É preciso levar em consideração uma Antropologia pré-capitalista e da organização econômica, que surgiu com a ascensão e as conquistas burguesas, principalmente com a revolução no final do século XVIII. Uma perspectiva nova emergiu com base na proteção externa do sujeito, que é o patrimônio. A propriedade transcende à riqueza (coisa), mas se confunde com a liberdade individual. Nesse sentido, o proprietário foi se tornando o centro das atenções pela Europa, já como um direito natural, reconhecendo no Homem originário um proprietário. Por conseguinte, o indivíduo volta-se a se ocupar da autoconservação não só da pessoa, mas da propriedade. A ideia de um Estado forte, unitário, compacto e monopolizador da produção do Direito torna-se atraente à burguesia. Porém, o liberalismo econômico contrasta com o absolutismo jurídico. Por isso, o poder legislativo e os atos legislativos ganham relevância, culminando na codificação de todo o Direito (GROSSI, 2011, p. 114-115) e na redução do Direito à lei.

#### TAREFAS A FAZER:
A. Segundo o trecho, quando aconteceu a revolução ligada à ascensão e às conquistas burguesas?
B. Diga se cada afirmação concorda com o trecho, respondendo sim ou não e citando as palavras do trecho que decidem: (i) a propriedade se confunde com a liberdade individual; (ii) o liberalismo econômico combina com o absolutismo jurídico; (iii) a burguesia rejeitou a ideia de um Estado forte e unitário.

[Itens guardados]
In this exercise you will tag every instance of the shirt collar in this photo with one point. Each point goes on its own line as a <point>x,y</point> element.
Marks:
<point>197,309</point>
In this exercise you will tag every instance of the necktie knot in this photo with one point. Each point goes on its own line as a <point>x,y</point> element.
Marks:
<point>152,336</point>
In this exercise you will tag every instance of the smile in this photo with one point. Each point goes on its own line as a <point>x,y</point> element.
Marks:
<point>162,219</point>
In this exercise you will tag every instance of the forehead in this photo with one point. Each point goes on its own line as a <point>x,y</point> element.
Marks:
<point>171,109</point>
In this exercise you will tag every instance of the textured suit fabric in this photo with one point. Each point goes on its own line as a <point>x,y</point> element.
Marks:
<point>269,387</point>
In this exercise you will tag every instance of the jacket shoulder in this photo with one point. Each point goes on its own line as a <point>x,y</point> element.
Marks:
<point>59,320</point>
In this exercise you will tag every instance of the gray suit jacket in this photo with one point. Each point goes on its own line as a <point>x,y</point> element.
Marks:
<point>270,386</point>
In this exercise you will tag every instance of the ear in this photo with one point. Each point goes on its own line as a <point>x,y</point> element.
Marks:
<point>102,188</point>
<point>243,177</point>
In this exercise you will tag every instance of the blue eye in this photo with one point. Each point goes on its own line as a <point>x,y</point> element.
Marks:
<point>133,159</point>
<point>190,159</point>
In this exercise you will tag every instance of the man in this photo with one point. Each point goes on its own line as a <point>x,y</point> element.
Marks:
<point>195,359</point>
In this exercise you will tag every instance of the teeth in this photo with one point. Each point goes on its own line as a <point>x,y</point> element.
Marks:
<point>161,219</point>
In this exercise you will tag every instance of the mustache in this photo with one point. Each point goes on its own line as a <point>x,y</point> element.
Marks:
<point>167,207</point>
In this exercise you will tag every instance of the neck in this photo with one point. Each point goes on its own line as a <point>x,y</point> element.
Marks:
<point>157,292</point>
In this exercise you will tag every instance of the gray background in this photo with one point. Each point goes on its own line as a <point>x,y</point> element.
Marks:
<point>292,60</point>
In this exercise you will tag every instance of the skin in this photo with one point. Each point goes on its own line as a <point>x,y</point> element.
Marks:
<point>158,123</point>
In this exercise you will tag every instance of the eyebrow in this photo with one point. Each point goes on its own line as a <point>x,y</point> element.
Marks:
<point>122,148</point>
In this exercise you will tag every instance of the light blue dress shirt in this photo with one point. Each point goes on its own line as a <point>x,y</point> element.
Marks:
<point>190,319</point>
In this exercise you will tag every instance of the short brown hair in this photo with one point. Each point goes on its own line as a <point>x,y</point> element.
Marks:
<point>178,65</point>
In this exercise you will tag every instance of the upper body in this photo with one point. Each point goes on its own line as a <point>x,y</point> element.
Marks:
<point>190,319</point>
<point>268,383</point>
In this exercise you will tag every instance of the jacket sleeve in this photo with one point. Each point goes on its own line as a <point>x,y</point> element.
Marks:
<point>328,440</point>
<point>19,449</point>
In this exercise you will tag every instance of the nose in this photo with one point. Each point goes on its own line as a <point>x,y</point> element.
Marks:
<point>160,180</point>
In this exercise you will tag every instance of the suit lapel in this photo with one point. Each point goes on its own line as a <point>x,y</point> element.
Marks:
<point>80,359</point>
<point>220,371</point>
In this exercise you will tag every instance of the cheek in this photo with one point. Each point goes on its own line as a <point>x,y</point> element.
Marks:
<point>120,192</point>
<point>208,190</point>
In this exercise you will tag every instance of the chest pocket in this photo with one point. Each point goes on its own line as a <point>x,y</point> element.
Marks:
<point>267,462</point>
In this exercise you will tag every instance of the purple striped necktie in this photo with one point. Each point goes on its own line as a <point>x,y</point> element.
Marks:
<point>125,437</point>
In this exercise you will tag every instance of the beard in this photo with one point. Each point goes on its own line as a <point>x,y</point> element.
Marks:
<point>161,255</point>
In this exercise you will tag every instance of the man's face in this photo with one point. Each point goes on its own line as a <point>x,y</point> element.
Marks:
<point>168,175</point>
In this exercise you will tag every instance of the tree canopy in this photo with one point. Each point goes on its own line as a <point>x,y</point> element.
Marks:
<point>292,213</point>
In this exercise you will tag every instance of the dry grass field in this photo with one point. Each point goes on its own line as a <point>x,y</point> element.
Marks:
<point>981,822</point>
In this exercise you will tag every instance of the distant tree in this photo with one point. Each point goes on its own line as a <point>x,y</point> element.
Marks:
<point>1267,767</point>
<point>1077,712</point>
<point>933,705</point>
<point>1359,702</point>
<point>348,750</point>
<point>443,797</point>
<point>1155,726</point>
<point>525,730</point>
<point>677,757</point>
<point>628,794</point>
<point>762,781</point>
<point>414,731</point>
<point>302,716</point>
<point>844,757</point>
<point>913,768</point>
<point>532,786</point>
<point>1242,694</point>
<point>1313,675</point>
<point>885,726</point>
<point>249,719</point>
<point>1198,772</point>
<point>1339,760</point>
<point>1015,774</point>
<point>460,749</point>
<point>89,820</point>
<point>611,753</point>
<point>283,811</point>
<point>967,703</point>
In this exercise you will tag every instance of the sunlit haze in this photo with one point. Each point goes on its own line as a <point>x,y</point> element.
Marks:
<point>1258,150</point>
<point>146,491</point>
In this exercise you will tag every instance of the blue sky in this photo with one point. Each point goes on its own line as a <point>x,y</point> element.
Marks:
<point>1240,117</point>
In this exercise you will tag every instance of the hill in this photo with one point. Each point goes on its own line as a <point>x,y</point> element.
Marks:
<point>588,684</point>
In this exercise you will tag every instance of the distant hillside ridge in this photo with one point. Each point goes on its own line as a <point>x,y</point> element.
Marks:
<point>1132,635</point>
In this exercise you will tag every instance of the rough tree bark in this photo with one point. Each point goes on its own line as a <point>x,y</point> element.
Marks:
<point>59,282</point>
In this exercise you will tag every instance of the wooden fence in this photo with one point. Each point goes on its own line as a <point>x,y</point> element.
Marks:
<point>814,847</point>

#### AS RESPOSTAS:
A. No final do século XVIII.

B.
(i) Sim: "A propriedade transcende à riqueza (coisa), mas se confunde com a liberdade individual."
(ii) Não: "Porém, o liberalismo econômico contrasta com o absolutismo jurídico."
(iii) Não: "A ideia de um Estado forte, unitário, compacto e monopolizador da produção do Direito torna-se atraente à burguesia."